### WORK INSTRUCTION 1:
Please answer these questions about the hypothalamus study passage:
(a) At what event was the study presented?
(b) Which psychometric tests were given at the time of imaging?
(c) How many participants were using oral contraceptives when they were imaged?
### WORK INSTRUCTION 2:
Resume the hypothalamus study passage with new text that picks up after its final sentence.

New York—A recent finding that, in women taking oral contraceptives, hypothalamus volume is significantly smaller compared with women not taking birth-control pills could have far-reaching implications.

A study presented at the annual meeting of the Radiological Society of North America points out that structural effects of sex hormones, including oral contraceptive pills, on the human hypothalamus have not previously been reported. The hypothalamus produces hormones and helps regulate essential bodily functions including body temperature, mood, appetite, sex drive, sleep cycles, and heart rate.

“There is a lack of research on the effects of oral contraceptives on this small but essential part of the living human brain,” explained Michael L. Lipton, MD, PhD, professor of radiology at the Gruss Magnetic Resonance Research Center at Albert Einstein College of Medicine and medical director of MRI Services at Montefiore Medical Center in New York City. “We validated methods for assessing the volume of the hypothalamus and confirm, for the first time, that current oral contraceptive pill usage is associated with smaller hypothalamic volume.”

Researchers suggest that limited evidence exists on the structural and functional effects of hormonal contraceptives on the brain, adding, “In particular, these effects on the hypothalamus are not known. In this study, we aim to identify alteration of hypothalamic volume associated with oral contraceptive pill (OCP) use in healthy women.”

High-resolution MRIs of the brain at 3T for a prospective cohort of 50 healthy women were acquired, with psychometric tests (Cogstate and PROMIS) administered at the time of imaging. Oral contraceptives were used by 21 participants at the time of imaging.

[Data entries]
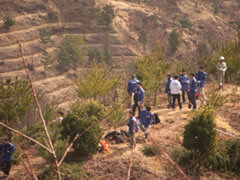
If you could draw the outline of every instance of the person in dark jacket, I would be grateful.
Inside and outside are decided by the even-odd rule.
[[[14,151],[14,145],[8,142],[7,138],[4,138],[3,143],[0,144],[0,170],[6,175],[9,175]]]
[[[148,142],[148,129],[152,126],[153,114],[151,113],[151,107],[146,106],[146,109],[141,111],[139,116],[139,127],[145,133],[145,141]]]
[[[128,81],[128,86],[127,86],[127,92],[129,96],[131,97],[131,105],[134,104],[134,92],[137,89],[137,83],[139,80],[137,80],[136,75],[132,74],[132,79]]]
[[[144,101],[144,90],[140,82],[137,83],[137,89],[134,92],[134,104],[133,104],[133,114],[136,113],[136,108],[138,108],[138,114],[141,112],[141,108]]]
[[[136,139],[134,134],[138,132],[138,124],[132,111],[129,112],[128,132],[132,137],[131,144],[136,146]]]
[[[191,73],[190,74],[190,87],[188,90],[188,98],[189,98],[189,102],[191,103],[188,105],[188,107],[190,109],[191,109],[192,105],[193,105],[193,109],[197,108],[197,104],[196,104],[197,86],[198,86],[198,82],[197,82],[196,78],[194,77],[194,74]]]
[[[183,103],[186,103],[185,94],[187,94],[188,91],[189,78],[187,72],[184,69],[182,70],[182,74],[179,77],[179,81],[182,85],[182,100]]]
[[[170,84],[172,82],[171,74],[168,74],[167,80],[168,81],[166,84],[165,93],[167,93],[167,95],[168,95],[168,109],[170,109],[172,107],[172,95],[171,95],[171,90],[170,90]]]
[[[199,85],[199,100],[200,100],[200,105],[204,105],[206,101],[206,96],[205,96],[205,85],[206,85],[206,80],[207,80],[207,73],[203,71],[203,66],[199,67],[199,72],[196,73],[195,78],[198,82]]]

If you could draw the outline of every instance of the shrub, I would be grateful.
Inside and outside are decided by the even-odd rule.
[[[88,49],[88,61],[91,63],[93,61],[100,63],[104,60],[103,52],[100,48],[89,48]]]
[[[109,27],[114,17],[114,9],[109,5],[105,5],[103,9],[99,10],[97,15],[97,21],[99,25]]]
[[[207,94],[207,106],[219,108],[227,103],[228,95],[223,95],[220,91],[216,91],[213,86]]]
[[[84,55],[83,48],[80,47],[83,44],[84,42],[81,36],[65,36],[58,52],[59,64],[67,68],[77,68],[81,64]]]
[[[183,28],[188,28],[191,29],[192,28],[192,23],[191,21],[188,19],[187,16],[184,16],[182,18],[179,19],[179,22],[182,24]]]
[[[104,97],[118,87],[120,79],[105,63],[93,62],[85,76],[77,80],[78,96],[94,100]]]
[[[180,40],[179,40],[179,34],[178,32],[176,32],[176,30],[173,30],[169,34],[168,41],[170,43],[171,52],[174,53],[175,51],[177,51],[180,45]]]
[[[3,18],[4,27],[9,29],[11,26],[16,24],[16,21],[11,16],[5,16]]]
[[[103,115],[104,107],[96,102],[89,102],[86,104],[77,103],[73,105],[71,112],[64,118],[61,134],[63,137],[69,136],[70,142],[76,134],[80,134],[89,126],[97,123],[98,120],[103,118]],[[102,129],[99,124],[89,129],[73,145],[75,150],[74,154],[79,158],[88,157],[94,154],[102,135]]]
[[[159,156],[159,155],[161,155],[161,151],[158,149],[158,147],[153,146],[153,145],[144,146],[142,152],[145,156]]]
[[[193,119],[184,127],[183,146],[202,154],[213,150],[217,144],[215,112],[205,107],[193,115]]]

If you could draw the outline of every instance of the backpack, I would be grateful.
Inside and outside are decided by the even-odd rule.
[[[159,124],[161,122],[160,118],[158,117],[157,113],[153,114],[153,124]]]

---

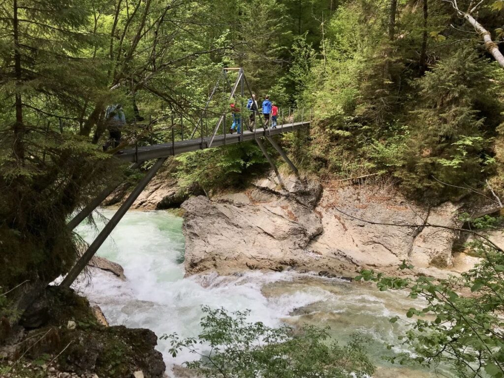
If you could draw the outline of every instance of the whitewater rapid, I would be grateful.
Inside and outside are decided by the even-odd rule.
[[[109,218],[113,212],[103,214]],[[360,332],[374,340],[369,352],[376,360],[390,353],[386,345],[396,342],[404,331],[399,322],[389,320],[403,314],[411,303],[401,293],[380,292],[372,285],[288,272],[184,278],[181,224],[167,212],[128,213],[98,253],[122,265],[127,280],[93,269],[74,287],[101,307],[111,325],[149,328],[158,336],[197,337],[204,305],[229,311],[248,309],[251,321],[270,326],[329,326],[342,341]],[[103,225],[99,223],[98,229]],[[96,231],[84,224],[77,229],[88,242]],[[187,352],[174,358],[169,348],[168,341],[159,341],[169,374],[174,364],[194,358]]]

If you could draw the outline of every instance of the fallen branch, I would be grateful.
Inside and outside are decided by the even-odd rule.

...

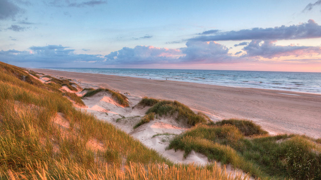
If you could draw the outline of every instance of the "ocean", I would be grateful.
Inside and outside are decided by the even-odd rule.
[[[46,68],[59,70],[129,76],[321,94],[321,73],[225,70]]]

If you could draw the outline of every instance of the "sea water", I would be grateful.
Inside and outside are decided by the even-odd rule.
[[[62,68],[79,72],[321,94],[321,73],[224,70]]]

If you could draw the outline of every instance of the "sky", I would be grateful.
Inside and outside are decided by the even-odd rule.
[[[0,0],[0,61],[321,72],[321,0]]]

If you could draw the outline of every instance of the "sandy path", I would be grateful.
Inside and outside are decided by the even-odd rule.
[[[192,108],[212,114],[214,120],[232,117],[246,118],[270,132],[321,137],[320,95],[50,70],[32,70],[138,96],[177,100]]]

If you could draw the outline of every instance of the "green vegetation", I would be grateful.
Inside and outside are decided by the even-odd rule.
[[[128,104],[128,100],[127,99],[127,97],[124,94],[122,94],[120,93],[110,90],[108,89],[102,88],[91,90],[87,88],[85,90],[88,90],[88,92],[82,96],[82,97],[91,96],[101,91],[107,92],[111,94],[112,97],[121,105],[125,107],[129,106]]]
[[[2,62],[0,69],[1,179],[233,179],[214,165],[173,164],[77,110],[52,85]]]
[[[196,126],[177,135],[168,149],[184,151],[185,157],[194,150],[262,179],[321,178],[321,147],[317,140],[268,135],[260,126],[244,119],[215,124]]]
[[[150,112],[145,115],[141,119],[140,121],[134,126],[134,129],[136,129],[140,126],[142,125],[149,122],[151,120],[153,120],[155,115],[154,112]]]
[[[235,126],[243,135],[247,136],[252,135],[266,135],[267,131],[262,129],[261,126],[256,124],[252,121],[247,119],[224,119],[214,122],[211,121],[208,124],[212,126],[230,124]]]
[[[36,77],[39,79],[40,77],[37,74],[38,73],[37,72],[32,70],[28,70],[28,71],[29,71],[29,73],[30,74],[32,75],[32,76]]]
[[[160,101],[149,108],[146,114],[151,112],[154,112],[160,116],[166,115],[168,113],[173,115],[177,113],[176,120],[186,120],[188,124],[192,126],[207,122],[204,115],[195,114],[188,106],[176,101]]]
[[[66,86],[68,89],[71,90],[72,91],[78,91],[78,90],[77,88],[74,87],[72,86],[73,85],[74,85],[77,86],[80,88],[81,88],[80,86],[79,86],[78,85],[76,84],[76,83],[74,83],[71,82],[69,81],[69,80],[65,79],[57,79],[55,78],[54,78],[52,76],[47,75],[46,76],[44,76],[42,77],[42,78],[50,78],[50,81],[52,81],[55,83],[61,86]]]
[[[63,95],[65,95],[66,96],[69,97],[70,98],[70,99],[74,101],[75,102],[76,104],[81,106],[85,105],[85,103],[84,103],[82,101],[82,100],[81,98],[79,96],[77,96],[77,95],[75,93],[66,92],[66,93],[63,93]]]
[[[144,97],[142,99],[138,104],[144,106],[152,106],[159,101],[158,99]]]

### ANSWER SECTION 1:
(a) The annual meeting of the Radiological Society of North America
(b) Cogstate and PROMIS
(c) 21

### ANSWER SECTION 2:
The study determined that total hypothalamic volume in participants taking OCPs was smaller than those not taking OCPs (b = -63.4 ± 22.2, P = .006). “There was a significant association of hypothalamic volume with greater anger (P = .02) as well as a strong correlation with depression (P = .09),” the authors write. “However, no significant correlation was found between hypothalamic volume and cognitive testing results.”

Background information in the study notes that oral contraceptives are among the most popular forms of birth control and are also used to treat a host of conditions, including irregular menstruation, cramps, acne, endometriosis, and polycystic ovary syndrome. It cites a 2018 report from the CDC’s National Center for Health Statistics that, from 2015 to 2017 approximately 47 million women aged 15 to 49 years in the United States reported current use of contraceptives. Of those, 12.6% used the pill.

“We found a dramatic difference in the size of the brain structures between women who were taking oral contraceptives and those who were not,” said Dr. Lipton, who calls the findings “preliminary.”

“This initial study shows a strong association and should motivate further investigation into the effects of oral contraceptives on brain structure and their potential impact on brain function,” he adds.